> _TASK GOAL_:
Answer these questions using the ski season article below.
(a) Which organization released the guidelines for ski operations in the province?
(b) What operation has the recent drop in temperature allowed many ski resorts to begin?
(c) What can skiers buy online in advance?

> _TEXT PROVIDED_:
<<<<
An abnormal ski season around the corner
For winter sports enthusiasts, the first snowfall entails the beginning of a highly anticipated season. While there will be some sense of familiarity for experienced skiers, this season will be exceptionally unique with COVID-19.
Fortunately, winter athletes hoping to practice skiing as an escape from a disappointing year will still be able to access the wide plethora of local ski hills. However, with the pandemic upending familiar societal standards on its head, skiing will be no exception.
The concept of skiing lends itself well to the COVID-19 era: skiers are already accustomed to spreading out across the mountain, tend to distance themselves from others while riding the slopes to avoid collisions, and are used to covering their faces to combat the cold climate.
However, some issues arise when considering the services surrounding the popular winter activity. The concept of waiting in crowded lift lines and sharing chairs is worrisome for ski resorts, alongside the notion of renting gear and the interactions that procedure entails. The crowding and socializing that typically occurs in warm interior settings such as mid-mountain restaurants and chalets will also need to be heavily controlled and monitored.
The recent drop in temperature has enabled the snowmaking operation to begin for many ski resorts, officially signaling the commencement of the ski season despite the circumstances.
The Quebec Ski Areas Association (ASSQ) has released a set of guidelines that the non-profit organization deems paramount for the smooth sailing of ski operations in the province. Among the many safety measures people are advised to follow, the mandatory highlighted items include: keeping a physical distance of two metres, wearing a face covering inside and outside of base lodging, and washing hands frequently.
Much like the many societal services that have made the online transition, skiers can purchase ski tickets online in advance and learn about the specific regional health regulations that will vary by resort, which ski resorts strongly recommend before presenting oneself in-person.
>>>>
> _SUPPLIED INFORMATION_:
<<<<
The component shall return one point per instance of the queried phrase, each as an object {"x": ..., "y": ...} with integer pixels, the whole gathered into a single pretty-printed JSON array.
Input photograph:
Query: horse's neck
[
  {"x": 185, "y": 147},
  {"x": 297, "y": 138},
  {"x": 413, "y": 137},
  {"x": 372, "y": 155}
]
>>>>
> _THE ANSWER_:
(a) The Quebec Ski Areas Association (ASSQ).
(b) The snowmaking operation.
(c) Ski tickets.